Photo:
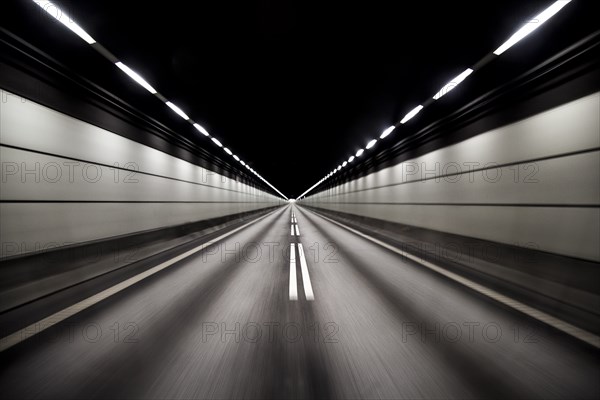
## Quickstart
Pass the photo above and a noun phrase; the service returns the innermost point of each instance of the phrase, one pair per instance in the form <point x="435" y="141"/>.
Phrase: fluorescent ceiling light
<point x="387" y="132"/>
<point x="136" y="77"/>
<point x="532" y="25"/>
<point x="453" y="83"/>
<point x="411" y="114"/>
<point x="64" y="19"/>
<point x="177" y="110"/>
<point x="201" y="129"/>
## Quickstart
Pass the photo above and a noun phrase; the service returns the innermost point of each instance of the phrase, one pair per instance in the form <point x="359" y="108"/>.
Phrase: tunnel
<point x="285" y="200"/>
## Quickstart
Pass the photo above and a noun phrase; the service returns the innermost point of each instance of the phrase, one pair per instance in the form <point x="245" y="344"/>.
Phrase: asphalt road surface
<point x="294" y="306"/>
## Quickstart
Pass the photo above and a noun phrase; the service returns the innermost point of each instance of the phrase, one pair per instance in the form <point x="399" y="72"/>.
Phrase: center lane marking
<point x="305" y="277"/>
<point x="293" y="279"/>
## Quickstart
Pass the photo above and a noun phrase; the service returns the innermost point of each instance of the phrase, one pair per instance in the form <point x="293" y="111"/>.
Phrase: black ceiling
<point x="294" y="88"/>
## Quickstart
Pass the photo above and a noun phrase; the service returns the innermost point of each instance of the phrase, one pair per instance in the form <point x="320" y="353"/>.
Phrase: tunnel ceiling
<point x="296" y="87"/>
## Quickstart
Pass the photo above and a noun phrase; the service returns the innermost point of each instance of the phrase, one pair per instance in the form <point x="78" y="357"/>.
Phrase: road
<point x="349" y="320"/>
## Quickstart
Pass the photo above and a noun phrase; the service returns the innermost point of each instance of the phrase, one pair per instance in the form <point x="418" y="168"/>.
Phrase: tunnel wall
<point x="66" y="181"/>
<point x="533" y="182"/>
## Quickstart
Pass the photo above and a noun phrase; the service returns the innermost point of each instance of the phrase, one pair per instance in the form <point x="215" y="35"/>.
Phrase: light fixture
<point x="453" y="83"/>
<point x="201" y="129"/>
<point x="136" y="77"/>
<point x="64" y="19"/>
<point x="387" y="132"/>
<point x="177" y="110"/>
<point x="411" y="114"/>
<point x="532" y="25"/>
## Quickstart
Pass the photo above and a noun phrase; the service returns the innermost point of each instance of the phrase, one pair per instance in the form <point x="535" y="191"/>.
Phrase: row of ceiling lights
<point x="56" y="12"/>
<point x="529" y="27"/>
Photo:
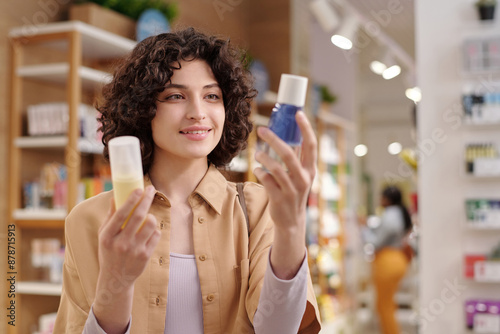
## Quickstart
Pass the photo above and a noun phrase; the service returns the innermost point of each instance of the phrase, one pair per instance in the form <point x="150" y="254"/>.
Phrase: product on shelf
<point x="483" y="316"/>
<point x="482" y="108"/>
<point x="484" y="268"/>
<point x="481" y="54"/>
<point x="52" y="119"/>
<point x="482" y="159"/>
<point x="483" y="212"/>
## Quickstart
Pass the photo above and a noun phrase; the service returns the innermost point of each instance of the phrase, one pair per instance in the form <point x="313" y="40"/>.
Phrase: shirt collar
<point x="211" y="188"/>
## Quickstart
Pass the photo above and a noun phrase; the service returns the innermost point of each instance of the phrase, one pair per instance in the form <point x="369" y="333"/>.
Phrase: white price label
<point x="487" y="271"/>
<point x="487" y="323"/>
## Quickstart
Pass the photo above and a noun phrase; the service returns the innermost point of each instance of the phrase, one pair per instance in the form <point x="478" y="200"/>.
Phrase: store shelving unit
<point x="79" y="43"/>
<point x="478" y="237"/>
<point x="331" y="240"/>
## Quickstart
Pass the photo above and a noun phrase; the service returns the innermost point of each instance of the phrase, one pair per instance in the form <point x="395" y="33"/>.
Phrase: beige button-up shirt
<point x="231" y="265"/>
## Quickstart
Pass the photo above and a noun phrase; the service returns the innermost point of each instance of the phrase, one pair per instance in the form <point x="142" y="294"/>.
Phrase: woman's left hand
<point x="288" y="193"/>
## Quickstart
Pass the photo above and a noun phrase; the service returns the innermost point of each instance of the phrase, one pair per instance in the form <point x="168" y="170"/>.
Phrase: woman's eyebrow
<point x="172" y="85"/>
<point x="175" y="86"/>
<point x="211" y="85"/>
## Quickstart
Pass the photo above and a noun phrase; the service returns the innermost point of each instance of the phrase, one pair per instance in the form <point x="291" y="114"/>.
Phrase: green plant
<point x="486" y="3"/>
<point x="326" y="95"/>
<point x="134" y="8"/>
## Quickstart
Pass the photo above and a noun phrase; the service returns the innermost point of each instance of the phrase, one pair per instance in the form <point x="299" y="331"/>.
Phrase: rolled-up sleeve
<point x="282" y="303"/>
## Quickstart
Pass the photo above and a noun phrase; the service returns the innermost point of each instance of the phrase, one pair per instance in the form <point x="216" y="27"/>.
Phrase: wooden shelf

• [Set problem]
Leaving out the pictures, repeat the data above exactly.

• [Written answer]
Photo:
## Quickstart
Pass the photo above and a noun phrase; the service returns the innermost point of each instance of the phrase, one pair per instance in the form <point x="435" y="141"/>.
Phrase: fluorescent ceiling light
<point x="387" y="132"/>
<point x="136" y="77"/>
<point x="532" y="25"/>
<point x="453" y="83"/>
<point x="411" y="114"/>
<point x="64" y="19"/>
<point x="177" y="110"/>
<point x="201" y="129"/>
## Quickstart
Pass the photo above and a noun phrase; the service returns the innermost point of each instance of the phrase, one pair per instance in the form <point x="359" y="108"/>.
Phrase: tunnel
<point x="285" y="200"/>
## Quickstart
Pass the photo above and a noun phrase; the service returns the innermost point of each instance of the phrase, one pair per instance in the form <point x="245" y="344"/>.
Phrase: asphalt road surface
<point x="294" y="306"/>
## Quickstart
Pass the photo above and a noun phrase; the service returns the innermost point of each instance of the phrase, one pair per instance in the form <point x="399" y="72"/>.
Phrase: center lane marking
<point x="305" y="277"/>
<point x="293" y="279"/>
## Quickstart
Pass the photo above and a noun phrase; the service returns the innermost point of each instance of the phrase, one pair per instance in the form <point x="293" y="111"/>.
Phrase: black ceiling
<point x="294" y="88"/>
## Quickstart
Pass the photo above and a noun phrase; the service returns the innermost point of each instance of the phrase, one pair per instance in the form <point x="320" y="353"/>.
Phrase: tunnel ceiling
<point x="296" y="87"/>
## Quickstart
Pass the photo above and a noun phrase; the service returns the innermost point of each instance of the phrase, one pair per instance in the form <point x="78" y="357"/>.
Phrase: road
<point x="349" y="320"/>
## Quickstart
Pass the photo above and a noun phrase; the service returns the innermost point of each instance of the phrase, one pair per instance in the form <point x="418" y="168"/>.
Phrase: tunnel wall
<point x="66" y="181"/>
<point x="533" y="182"/>
## Quickstart
Pass the photo above and a noun phrase; the service returns the innermost point of each instance of the phrase, one pair per instance in the form <point x="215" y="35"/>.
Phrase: light fixture
<point x="453" y="83"/>
<point x="201" y="129"/>
<point x="136" y="77"/>
<point x="64" y="19"/>
<point x="387" y="132"/>
<point x="177" y="110"/>
<point x="411" y="114"/>
<point x="532" y="25"/>
## Quickstart
Pass the photo above and a noun phrase; the service returns the innermost point of each instance of the phrase, one pair per instance in the form <point x="535" y="191"/>.
Phrase: row of ceiling lights
<point x="56" y="12"/>
<point x="529" y="27"/>
Photo:
## Quickstart
Pass the photo above and a noun phrase; the service returns the innermost point of each instance of the phrase, one pair per instance in the form <point x="150" y="254"/>.
Phrase: product on shelf
<point x="483" y="316"/>
<point x="482" y="108"/>
<point x="484" y="268"/>
<point x="481" y="54"/>
<point x="52" y="119"/>
<point x="482" y="159"/>
<point x="483" y="212"/>
## Quickstart
Pass the photo above and a noun phrase; the service returns the innermost point of each instance of the phrase, one pair per instance in the form <point x="313" y="40"/>.
Phrase: shirt collar
<point x="211" y="188"/>
## Quickstart
Pass the photo above and a noun phrase; the service returns the innermost point of each instance of the phrase, one pair per instance in the form <point x="369" y="333"/>.
Phrase: white price label
<point x="487" y="271"/>
<point x="487" y="323"/>
## Quickstart
Pass the photo above and a noun phrase; the service returns the innermost point of each instance of the phrase, one pair per instance in the form <point x="478" y="200"/>.
Phrase: store shelving unit
<point x="79" y="43"/>
<point x="478" y="237"/>
<point x="331" y="240"/>
## Quickstart
Pass the photo above and a noun phrase; the service returns the innermost point of each instance of the phrase, one pair per instance in the form <point x="395" y="33"/>.
Phrase: beige button-up shirt
<point x="231" y="265"/>
## Quickstart
Pass the photo above and a noun phrase; the service returns the innermost point of each instance of the phrase, one pair per instance in the form <point x="142" y="294"/>.
Phrase: woman's left hand
<point x="288" y="193"/>
## Quickstart
Pass the photo above and a noun phrase; the service returns the innermost point of each instance of the phrase, one pair per instance in the form <point x="168" y="170"/>.
Phrase: woman's eyebrow
<point x="172" y="85"/>
<point x="175" y="86"/>
<point x="211" y="85"/>
## Quickstart
Pass the photo above and a noun phrase; the service returns the innermost point of each instance of the phrase, one pair per instance in the form <point x="291" y="114"/>.
Phrase: green plant
<point x="486" y="3"/>
<point x="326" y="95"/>
<point x="134" y="8"/>
## Quickstart
Pass the photo above and a noun phrase; the service returns the innermost point of each instance of the phrase, one pair per instance in the form <point x="299" y="331"/>.
Phrase: rolled-up sleeve
<point x="282" y="303"/>
## Quickstart
Pass the photo above and a noun phrase; the service returns the innermost point of each instance of the phrase, one pair per instance in the form <point x="216" y="27"/>.
Phrase: wooden shelf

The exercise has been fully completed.